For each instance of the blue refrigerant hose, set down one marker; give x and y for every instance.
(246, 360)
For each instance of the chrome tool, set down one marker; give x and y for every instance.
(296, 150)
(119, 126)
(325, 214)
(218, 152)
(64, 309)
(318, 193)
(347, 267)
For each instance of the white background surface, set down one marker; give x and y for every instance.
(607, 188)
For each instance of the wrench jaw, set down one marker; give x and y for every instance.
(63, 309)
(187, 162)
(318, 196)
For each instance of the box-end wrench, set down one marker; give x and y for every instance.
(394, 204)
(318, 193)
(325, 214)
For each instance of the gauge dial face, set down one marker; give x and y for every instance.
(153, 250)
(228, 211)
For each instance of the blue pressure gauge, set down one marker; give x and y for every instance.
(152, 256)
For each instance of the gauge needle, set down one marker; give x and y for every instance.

Instructions for the task: Print exactly the lines from the one with "For each instance of the gauge dial" through the last line of the material, including both, and no others.

Worked solution:
For each instance of the gauge dial face, set down one marker; give x and y for every instance.
(153, 250)
(228, 211)
For each instance of the blue pressure gauge, set down one marker; give x and y for every instance.
(152, 256)
For each instance of the gauge needle, set down one marker; give x and y for every instance.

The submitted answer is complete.